(Point labeling examples)
------------------------------------

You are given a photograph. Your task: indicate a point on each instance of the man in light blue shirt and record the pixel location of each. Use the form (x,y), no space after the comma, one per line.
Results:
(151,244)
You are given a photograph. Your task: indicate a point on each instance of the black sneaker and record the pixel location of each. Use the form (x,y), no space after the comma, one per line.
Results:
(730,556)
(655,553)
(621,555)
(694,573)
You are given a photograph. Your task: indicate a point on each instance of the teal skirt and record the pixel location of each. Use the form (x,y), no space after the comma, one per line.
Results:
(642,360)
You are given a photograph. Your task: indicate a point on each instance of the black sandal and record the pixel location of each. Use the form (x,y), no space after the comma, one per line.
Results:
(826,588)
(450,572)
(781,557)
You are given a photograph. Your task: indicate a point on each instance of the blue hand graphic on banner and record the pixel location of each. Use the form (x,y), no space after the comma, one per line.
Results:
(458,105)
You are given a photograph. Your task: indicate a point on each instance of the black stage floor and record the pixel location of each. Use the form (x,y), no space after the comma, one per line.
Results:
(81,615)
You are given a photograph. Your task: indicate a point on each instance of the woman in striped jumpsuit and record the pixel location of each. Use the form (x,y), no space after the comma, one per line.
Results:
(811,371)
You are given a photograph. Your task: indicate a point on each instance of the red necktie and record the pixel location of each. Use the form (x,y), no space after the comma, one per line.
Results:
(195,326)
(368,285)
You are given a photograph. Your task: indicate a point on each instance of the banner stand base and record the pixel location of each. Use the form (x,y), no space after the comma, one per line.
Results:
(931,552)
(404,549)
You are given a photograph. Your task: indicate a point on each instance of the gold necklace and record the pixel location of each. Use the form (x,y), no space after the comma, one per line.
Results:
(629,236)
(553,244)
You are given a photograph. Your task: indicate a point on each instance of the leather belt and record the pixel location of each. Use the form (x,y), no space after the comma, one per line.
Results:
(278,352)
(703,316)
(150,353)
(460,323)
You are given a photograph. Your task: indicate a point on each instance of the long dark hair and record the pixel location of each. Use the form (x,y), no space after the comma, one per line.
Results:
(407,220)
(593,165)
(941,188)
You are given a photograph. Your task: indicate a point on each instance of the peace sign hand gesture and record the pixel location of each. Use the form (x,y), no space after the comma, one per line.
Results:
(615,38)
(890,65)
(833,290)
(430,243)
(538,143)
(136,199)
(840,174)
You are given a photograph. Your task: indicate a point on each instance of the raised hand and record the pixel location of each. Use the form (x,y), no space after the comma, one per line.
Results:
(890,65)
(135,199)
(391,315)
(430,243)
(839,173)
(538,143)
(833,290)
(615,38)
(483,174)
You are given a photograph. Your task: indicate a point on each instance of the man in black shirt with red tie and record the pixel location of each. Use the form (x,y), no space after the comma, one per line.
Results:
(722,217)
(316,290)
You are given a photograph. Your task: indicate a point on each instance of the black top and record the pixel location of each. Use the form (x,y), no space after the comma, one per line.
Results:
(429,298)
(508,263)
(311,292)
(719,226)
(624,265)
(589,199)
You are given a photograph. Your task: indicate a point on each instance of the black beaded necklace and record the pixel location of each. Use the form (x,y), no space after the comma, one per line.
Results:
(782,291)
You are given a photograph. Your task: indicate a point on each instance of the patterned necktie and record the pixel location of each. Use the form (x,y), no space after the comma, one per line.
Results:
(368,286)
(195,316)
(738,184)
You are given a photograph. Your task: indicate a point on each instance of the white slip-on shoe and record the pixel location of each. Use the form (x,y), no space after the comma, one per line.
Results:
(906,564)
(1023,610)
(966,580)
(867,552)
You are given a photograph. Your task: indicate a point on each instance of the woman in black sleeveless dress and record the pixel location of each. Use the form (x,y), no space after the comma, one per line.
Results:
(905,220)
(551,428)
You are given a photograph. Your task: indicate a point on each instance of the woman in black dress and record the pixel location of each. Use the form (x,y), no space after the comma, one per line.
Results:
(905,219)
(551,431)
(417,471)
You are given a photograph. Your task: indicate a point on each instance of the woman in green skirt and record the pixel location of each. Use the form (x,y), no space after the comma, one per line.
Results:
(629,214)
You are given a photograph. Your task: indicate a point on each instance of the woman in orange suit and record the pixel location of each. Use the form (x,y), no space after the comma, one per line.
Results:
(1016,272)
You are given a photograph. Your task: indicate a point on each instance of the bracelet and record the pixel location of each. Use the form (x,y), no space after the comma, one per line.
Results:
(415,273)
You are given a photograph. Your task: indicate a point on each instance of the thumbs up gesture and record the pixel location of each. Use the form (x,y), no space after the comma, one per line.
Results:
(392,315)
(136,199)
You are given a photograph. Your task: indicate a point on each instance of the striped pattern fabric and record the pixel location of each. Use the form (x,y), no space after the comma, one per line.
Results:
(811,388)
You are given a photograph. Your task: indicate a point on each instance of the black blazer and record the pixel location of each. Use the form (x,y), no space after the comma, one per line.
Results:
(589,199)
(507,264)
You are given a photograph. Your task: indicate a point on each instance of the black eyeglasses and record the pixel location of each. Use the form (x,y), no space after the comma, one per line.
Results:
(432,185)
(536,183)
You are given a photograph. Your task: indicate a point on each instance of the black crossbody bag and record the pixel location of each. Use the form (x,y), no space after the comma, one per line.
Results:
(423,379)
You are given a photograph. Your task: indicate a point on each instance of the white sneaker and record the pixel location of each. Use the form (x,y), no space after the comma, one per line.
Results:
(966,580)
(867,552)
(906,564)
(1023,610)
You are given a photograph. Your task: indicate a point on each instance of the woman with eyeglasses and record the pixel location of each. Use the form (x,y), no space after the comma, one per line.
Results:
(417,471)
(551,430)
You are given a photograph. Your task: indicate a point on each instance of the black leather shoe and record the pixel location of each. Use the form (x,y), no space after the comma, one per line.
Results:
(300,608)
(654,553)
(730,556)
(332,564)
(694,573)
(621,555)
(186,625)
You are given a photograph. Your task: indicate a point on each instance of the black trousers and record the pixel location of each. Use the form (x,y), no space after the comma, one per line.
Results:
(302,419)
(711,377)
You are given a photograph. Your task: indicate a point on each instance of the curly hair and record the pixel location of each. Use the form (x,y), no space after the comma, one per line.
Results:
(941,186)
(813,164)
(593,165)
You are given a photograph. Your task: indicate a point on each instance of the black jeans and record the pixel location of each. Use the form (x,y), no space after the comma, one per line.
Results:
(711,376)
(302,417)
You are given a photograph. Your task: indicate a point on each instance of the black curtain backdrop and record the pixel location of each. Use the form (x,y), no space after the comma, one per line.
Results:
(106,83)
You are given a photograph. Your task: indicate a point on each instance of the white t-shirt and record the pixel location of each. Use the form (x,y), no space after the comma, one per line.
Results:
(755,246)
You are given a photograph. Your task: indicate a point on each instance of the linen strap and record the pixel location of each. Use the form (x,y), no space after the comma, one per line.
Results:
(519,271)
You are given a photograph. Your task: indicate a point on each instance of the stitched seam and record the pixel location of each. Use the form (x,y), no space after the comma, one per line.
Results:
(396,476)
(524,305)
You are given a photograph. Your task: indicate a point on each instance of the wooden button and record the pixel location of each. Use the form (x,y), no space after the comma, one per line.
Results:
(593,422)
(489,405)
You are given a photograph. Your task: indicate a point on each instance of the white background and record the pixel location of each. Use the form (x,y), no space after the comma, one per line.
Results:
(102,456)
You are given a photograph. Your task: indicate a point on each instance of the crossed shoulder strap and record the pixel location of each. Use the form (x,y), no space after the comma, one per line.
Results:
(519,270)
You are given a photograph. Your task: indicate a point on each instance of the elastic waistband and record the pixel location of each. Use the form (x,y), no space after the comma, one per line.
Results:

------------------------------------

**To do**
Each entry is to be returned in full, character for character.

**The answer**
You are given a photograph. Your task: indicate a point on each instance of the man in light blue shirt and record the pixel location of each. Use the form (x,y), no space after the comma, one per line.
Results:
(151,244)
You are given a photograph. Your task: indicate a point on each instance of the black sneaker and record the pixel location of each. Use the form (x,y), no space after the comma, one per line.
Results:
(730,556)
(655,553)
(621,555)
(694,573)
You are given a photograph. Your task: indicate a point on each instance of the teal skirt and record the pixel location of each. Use the form (x,y), no space after the comma, one per line.
Results:
(642,360)
You are given a photograph. Your task: indicate a point on each instance of the black sandal and record the pixel location of each. Use the form (x,y), no space after the comma, one per line.
Results:
(826,588)
(450,572)
(781,557)
You are given a photograph. Your task: indicate a point on each instance of the blue hand graphic on banner and record the pixel location of each. Use the form (x,y), no space after the comma, one per line.
Results:
(458,105)
You are given a photograph. Your task: indicate a point on each instance of the black stage floor and record the pixel location of each. Use the form (x,y), no space after the comma, one per line.
Results:
(81,615)
You are given a photograph. Your task: indicate a point on each instance of the woman in striped jumpsuit and record the pixel location of each. Use the form (x,y), no space after the comma, one per line.
Results:
(811,371)
You are given a photograph. Your task: indicate a point on each instance of the red necktie and record the pixel location of each. Use the form (x,y), no space after the comma, one per line.
Results:
(195,326)
(368,285)
You are given a photograph. Your task: indicate a point on each instance of the banner stand base and record the pixel location of each. Use the form (x,y), no space after the comma, one per line.
Results:
(931,552)
(404,549)
You are given a photograph. Your task: indicate a point on each instance of the gold necklace and record the pixel location of each. Use the form (x,y), no space after the comma, one per line.
Results:
(629,236)
(553,244)
You are given a photograph. Your task: indicate a point on each instance of the leather belt and record the pixel location of each. Use the form (x,y), no space after the comma, one per line.
Results:
(278,352)
(703,316)
(150,353)
(460,323)
You are given a photograph. Your task: indicate a point on each instance of the long dark hair and record the pixel location of each. Use the form (x,y), no space after the comma, one per line.
Results:
(407,220)
(593,165)
(941,188)
You are given a photograph. Your task: indicate a point on each instance of the peace sign hand gesture and record the pixel location of each. Use the form (x,y), no space after the comma, one per line.
Results:
(615,38)
(890,65)
(833,290)
(430,243)
(538,143)
(136,199)
(840,174)
You are given a photograph. Your task: indicate a point on each instance of the raised hand and record the pixel location of each. Use the form (x,y), no space after the comma, one per line.
Results:
(890,65)
(135,199)
(391,315)
(430,243)
(839,173)
(538,143)
(833,290)
(615,38)
(483,174)
You are given a photograph. Your task: indicate a point on each instance of the man in black shirt with red tie and record the pixel location of each. Use the form (x,y), no space after the comma, one per line.
Results:
(722,217)
(316,290)
You are given a photograph. Your task: indicate a point on each instance of the black top and record the pixel location of each. Use the form (x,y), no space after the comma, one per line.
Results:
(429,298)
(508,263)
(311,292)
(719,226)
(624,265)
(589,199)
You are given a photograph. Your task: indicate a point on each instance of the black beaded necklace and record the pixel location of each. Use the form (x,y), no space after the comma, one per line.
Results:
(782,291)
You are given a photograph. Your task: indicate a point on each instance of the patterned necktie and record the pixel location of each. Use the form (x,y), no space after the comma, one per line.
Results:
(368,286)
(195,316)
(738,184)
You are given a photograph. Your task: indicate a point on each instance of the white slip-on shoe and record the pixel location of each. Use the form (x,y), no space after the comma, one per line.
Results:
(906,564)
(1023,610)
(966,580)
(867,552)
You are given a photograph. Your task: indicate a point on each instance of the woman in black sleeveless dress and record the pixel location of each. Use the form (x,y), no space after the comma, one per line.
Results:
(905,220)
(551,428)
You are given a photograph. Your task: indicate a point on each instance of the woman in black dress and record the pixel location of each. Use the form (x,y), no space after the comma, one per line.
Results:
(905,219)
(551,431)
(417,471)
You are given a photograph. Your task: indicate a point on each instance of the woman in green skirt and record the pixel location of each. Use the form (x,y), no space after the comma, one per line.
Results:
(629,214)
You are given a photograph. Your task: indicate a point on each instance of the woman in orange suit and record the pixel location of each. Use the form (x,y), no space after the comma, one per line.
Results:
(1016,272)
You are given a photograph. Your task: indicate a point on each instance of the bracelet and record the pixel location of each. Use the form (x,y), no space after the comma, one per line.
Results:
(415,273)
You are given a photograph. Your task: indicate a point on each instance of the thumbs up gesture and record the pixel location of each. Use the form (x,y), no space after the comma, one per line.
Results:
(392,315)
(136,199)
You are given a photograph. Your task: indicate a point on each instance of the striped pattern fabric and record the pixel location of each. Use the form (x,y), no space after the comma, one per line.
Results:
(811,388)
You are given a photograph. Your task: indicate a point on each instance of the black blazer and record the pixel location of each. Use the form (x,y), no space after the comma, one per line.
Results:
(589,199)
(507,264)
You are given a photograph. Your task: indicate a point on each instance of the black eyeglasses and record the pixel location of each. Use the form (x,y), no space after the comma, one per line.
Results:
(432,185)
(536,183)
You are given a photograph. Your task: indicate a point on each instance of the black crossbody bag and record the pixel location of each. Use the form (x,y), no space after the comma, one per line.
Results:
(423,379)
You are given a photograph. Your task: indicate a point on each instance of the white sneaker and record the pixel location of each. Use the form (x,y), no space after the comma, one per line.
Results:
(966,580)
(867,552)
(906,564)
(1023,610)
You are given a photograph. Your task: indicate a point on each instance of the woman with eyeglasses and record the pixel location of each. Use the form (x,y), no space after the comma, one per line.
Results:
(417,471)
(551,430)
You are given a photograph. Your task: indicate a point on each instance of the black leather shoe and record the pixel location of each. Use the form (x,y), no space after the comma, one per line.
Results:
(300,608)
(654,553)
(730,556)
(332,564)
(694,573)
(621,555)
(186,625)
You are given a photograph. Your task: indicate a point on each instance of the black trousers and record the pixel location of each. Use the form (x,y), no space after the comma, one per line.
Results:
(302,419)
(711,377)
You are given a photograph. Your task: indicate a point on each instance of the curly hair and record the pixel location of each. Use the form (x,y), no space after the comma, one per line.
Results:
(941,186)
(813,164)
(593,165)
You are given a photograph. Your task: indicate a point on each instance of the black jeans and record the pixel location of each. Use the form (x,y), no space after the comma, one per line.
Results:
(711,376)
(302,417)
You are given a photograph. Your task: indicate a point on each instance of the black curtain backdrop and record the pixel location of each. Use the form (x,y), no space after the comma, one per line.
Results:
(106,83)
You are given a photograph. Your task: indicate a point on each instance of the white t-shirt and record the pixel location of each. Use the form (x,y), no space after the comma, one per line.
Results:
(755,246)
You are given a photograph. Your task: indicate a point on each instance of the linen strap and record the pixel location of each. Use the form (x,y), no space after the comma, one per line.
Results:
(519,271)
You are given a photograph. Your task: indicate a point on each instance of the stitched seam and record the pixel location of each. Use the form (x,y), no space after the comma, one per line.
Results:
(396,476)
(524,305)
You are given a photograph. Your task: indicate a point on each instance of the wooden button and record the pixel location of each. Use the form (x,y), no space after the comma, one per line.
Results:
(593,422)
(489,405)
You are given a photograph. Your task: indicate a point on each instance of the white background and record the pixel location of each. Use the form (x,y), no space after the comma, one per line.
Results:
(102,456)
You are given a photograph. Your task: indicate a point on each instance of the crossed shoulder strap and record the pixel location of each. Use the form (x,y), no space after the comma, one per line.
Results:
(519,270)
You are given a photograph. Your task: indicate a point on each instance of the elastic waistband and record the pixel location of each. Use the form (x,y), no space after the comma, one per line.
Results:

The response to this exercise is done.